__Tugas Singkat 1__.
Sebutkan semua faktor yang menurut teks tentang kualitas pribadi konselor menentukan tercapainya konseling yang efektif.
__Tugas Singkat 2__.
Menurut teks tentang kualitas pribadi konselor, apa alasan banyak siswa tidak mau datang ke ruang bimbingan dan konseling?
__Tugas Singkat 3__.
Teruskan teks tentang kualitas pribadi konselor mulai dari kalimat terakhirnya.

__Bacaan__.
--

Kualitas Pribadi Konselor
A. Pengantar
Kualitas
pribadi konselor merupakan faktor yang sangat penting dalam konseling. Beberapa
hasil penelitian menunjukkan bahwa kualitas pribadi konselor menjadi faktor
penentu bagi pencapaian konseling yang efektif, di samping faktor pengetahuan
tentang dinamika perilaku dan keterampilan terapeutik atau konseling.
Dalam
kenyataan di lapangan, tidak sedikit para siswa yang tidak mau datang ke ruang
bimbingan dan konseling, bukan karena guru pembimbingnya yang kurang keilmuannya
dalam bidang bimbingan, tetapi karena mereka memiliki kesan bahwa pembimbing
tersebut bersifat judes atau kurang ramah.
Berdasarkan
hal tersebut, maka dalam rangka mempersiapkan para calon konselor atau guru
pembimbing, pihak lembaga yang bertanggung jawab dalam pendidikan para calon
konselor tersebut dituntut untuk memfasilitasi perkembangan pribadi mereka yang
berkualitas, yang dapat dipertanggung jawabkan secara profesional.

--

__Bagian Materi__.
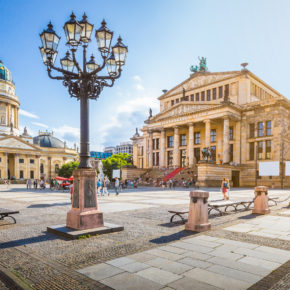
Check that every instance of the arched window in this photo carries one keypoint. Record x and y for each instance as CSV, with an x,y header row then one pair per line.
x,y
41,168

--

__Jawaban 1__.
- Kualitas pribadi konselor
- Pengetahuan tentang dinamika perilaku
- Keterampilan terapeutik atau konseling

__Jawaban 2__.
Mereka punya kesan bahwa guru pembimbingnya judes atau kurang ramah.

__Jawaban 3__.
B.
Karakteristik Pribadi Konselor
Menurut
Cavanagh (1982) kualitas pribadi konselor ditandai dengan beberapa
karakteristik sebagai berikut.
1. Self-knowledge (Pemahaman diri)
Self-knowledge
ini berarti bahwa konselor memahami dirinya dengan baik, dia memahami secara
pasti apa yang dia lakukan, mengapa dia melakukan hal itu, dan masalah apa yang
harus dia selesaikan. Pemahaman diri sangat penting bagi konselor, karena
beberapa alasan berikut.
- Konselor yang memiliki persepsi yang akurat tentang dirinya cenderung akan memiliki persepsi yang akurat pula tentang orang lain atau klien (konselor akan lebih mampu mengenal diri orang lain secara tepat pula).
- Konselor yang terampil dalam memahami dirinya, maka dia akan terampil juga memahami orang lain.
- Konselor yang memahami dirinya, maka dia akan mampu mengajar cara memahami diri itu kepada orang lain.
- Pemahaman tentang diri memungkinkan konselor untuk dapat merasa dan berkomunikasi secara jujur dengan klien pada saat proses konseling berlangsung.
Konselor
yang memiliki tingkat self-knowledge yang baik akan menunjukkan
sifat-sifat berikut.
- Konselor menyadari dengan baik tentang kebutuhan dirinya. Sebagai konselor dia memiliki kebutuhan diri, seperti : (a) kebutuhan untuk sukses; (b) kebutuhan merasa penting, dihargai, superior, dan kuat.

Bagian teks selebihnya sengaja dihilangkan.